— START —

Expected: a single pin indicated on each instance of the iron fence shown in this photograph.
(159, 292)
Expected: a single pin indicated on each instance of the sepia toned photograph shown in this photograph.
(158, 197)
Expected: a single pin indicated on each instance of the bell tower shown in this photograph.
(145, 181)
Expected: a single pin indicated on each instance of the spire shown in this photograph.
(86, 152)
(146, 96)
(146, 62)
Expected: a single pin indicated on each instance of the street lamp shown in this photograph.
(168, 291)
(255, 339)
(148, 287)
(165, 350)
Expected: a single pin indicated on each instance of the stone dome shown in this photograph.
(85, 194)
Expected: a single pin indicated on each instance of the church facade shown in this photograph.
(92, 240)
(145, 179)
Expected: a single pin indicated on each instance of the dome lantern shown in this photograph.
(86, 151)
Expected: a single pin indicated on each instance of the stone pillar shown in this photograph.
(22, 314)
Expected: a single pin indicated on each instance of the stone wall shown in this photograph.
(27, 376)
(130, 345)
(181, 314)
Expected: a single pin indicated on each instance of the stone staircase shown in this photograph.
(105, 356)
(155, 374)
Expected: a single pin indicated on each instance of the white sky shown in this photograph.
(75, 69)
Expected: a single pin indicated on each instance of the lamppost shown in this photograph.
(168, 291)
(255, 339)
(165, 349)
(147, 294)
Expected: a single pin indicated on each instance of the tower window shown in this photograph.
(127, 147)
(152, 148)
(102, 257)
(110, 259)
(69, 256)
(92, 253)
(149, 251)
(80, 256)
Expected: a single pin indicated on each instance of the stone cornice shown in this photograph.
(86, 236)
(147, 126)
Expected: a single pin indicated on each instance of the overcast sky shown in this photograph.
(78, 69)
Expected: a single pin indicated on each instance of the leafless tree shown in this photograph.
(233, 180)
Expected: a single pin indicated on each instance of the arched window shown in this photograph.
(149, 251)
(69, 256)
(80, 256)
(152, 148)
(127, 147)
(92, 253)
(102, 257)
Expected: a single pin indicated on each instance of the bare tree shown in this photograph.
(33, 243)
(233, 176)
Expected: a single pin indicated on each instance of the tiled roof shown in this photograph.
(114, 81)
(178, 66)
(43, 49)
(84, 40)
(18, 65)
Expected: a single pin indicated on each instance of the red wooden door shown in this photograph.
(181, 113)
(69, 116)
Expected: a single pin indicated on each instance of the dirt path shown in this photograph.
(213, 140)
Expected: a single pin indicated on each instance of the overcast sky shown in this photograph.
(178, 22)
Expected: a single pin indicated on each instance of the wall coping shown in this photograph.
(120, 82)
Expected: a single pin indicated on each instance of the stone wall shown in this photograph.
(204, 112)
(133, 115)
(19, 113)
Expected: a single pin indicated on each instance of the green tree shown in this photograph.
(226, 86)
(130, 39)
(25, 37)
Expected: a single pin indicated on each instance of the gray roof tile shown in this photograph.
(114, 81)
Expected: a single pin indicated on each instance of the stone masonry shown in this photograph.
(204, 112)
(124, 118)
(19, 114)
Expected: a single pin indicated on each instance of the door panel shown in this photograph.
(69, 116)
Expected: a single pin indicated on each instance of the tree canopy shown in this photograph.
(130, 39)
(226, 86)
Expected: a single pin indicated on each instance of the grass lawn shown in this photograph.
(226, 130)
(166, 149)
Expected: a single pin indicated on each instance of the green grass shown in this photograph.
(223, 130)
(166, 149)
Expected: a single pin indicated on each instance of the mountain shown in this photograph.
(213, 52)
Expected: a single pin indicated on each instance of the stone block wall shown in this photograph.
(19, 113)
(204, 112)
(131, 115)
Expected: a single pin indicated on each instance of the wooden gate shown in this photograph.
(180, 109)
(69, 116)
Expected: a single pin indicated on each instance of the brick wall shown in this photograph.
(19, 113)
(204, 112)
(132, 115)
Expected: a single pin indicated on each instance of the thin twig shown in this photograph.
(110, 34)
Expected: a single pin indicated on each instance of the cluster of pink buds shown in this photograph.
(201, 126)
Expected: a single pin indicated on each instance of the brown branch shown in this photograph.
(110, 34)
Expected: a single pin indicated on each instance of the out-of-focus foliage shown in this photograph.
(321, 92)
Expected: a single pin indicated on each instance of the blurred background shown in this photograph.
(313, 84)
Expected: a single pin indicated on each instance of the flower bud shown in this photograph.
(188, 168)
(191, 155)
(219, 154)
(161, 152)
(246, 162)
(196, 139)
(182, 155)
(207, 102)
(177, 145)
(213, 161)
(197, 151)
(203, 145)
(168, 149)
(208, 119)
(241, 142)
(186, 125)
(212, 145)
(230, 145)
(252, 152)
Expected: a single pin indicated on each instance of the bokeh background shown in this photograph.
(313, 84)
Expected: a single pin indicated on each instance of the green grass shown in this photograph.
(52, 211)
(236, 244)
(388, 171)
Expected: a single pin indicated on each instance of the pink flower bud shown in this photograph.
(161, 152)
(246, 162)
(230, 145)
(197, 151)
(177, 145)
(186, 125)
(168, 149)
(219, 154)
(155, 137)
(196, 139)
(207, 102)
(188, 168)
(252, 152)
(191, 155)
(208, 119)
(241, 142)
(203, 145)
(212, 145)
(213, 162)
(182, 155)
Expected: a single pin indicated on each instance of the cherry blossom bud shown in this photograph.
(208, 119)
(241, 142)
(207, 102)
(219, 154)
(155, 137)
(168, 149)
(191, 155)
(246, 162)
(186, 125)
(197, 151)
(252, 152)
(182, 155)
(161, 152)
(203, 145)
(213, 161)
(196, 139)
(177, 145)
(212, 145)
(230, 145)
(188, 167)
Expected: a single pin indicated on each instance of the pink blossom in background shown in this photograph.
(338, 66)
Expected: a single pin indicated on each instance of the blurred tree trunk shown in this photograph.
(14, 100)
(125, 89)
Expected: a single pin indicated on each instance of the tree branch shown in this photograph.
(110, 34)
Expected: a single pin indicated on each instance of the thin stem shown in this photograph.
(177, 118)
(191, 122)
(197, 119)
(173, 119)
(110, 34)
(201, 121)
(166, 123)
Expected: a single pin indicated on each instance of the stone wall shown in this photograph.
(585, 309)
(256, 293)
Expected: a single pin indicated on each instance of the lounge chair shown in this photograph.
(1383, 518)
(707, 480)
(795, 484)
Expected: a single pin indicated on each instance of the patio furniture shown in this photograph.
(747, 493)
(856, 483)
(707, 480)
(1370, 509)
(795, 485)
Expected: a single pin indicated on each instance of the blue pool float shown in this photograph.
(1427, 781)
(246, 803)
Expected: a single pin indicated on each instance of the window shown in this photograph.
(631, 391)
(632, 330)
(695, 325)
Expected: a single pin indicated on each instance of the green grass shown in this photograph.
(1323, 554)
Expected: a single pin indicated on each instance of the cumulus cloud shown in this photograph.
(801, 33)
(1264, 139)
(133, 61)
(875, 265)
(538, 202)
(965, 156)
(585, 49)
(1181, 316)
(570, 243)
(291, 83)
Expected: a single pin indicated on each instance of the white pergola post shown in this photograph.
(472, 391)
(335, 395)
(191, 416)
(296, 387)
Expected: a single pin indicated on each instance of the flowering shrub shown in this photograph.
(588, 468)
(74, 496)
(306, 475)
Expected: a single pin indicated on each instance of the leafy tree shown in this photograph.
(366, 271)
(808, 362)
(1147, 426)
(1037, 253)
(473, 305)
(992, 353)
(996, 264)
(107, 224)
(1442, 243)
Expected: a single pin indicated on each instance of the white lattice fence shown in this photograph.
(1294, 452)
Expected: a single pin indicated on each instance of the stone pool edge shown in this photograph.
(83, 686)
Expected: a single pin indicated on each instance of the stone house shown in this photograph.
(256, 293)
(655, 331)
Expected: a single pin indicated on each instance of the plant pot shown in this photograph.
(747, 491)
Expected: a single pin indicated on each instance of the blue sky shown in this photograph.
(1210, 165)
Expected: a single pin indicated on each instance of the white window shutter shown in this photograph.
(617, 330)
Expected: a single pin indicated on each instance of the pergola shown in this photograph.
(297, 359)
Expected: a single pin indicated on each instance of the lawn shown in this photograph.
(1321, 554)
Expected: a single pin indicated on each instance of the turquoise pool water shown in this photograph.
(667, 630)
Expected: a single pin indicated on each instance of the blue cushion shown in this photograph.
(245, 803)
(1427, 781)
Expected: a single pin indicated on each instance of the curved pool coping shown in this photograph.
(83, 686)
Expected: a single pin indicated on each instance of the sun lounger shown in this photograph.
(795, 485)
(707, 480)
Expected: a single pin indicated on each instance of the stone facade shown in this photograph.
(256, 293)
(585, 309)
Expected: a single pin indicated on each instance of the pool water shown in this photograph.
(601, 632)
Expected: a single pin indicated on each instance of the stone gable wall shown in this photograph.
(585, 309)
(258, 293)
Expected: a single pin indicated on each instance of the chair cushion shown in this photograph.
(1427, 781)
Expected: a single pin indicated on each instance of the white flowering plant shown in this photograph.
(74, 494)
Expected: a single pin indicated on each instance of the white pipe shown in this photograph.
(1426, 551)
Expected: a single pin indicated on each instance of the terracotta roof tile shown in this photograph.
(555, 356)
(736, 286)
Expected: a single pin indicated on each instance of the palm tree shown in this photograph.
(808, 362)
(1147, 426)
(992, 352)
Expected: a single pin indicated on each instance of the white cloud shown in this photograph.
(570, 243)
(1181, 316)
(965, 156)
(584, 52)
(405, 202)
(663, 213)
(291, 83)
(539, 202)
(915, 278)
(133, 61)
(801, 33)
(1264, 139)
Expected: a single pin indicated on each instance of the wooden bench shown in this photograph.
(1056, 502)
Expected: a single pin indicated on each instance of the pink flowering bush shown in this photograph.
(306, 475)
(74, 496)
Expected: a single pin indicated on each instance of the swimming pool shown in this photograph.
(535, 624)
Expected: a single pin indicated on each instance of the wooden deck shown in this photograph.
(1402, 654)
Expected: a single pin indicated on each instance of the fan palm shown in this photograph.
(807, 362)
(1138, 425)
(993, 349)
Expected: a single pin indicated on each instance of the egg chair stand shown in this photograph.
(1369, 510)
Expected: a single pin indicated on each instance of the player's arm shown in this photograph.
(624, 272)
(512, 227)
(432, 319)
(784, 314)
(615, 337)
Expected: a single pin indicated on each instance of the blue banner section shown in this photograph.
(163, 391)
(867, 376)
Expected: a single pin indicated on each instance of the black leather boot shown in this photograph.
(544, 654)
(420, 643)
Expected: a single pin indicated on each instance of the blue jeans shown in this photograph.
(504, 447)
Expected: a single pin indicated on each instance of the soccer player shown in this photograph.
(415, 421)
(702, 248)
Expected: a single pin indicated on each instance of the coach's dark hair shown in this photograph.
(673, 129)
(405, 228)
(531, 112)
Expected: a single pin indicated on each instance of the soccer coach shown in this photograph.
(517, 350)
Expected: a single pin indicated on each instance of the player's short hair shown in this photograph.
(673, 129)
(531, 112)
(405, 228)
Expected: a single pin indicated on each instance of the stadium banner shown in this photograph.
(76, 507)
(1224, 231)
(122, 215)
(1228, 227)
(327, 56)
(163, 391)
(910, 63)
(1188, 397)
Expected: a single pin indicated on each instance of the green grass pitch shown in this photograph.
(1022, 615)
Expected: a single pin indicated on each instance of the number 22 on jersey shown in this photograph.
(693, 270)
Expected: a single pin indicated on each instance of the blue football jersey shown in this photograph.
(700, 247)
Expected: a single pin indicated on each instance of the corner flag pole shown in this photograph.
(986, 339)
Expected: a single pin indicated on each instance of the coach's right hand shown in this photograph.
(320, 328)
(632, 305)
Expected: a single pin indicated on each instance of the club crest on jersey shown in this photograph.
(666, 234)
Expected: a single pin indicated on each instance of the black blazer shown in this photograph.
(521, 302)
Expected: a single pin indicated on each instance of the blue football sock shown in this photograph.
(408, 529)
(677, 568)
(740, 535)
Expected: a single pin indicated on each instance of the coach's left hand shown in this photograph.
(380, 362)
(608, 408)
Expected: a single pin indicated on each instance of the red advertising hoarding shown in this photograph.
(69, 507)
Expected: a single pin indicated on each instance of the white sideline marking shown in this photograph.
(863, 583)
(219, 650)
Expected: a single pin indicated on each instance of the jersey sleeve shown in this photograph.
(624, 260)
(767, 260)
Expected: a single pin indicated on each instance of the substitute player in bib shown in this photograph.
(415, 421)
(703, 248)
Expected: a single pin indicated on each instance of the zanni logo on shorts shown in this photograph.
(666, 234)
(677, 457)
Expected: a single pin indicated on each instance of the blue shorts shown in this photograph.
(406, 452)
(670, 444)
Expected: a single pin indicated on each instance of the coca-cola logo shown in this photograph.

— END —

[Exercise details]:
Turn everything from the line containing "bib shown in this photograph." down to the end of the listing into a numbered list, leaving out any blank lines.

[Exercise response]:
1. Expected: a single pin indicated on each instance of the substitute player in bib shown in this photograph.
2. (415, 421)
3. (703, 248)
4. Expected: a single pin indicated on each instance of the zanni logo on shorts shown in this photograph.
5. (666, 234)
6. (677, 457)
7. Expected: a single pin indicated on each instance of the blue shorts shown in this photograph.
8. (406, 452)
9. (670, 444)
10. Expected: a single pin indicated on each instance of the coca-cola logo shown in this photograph.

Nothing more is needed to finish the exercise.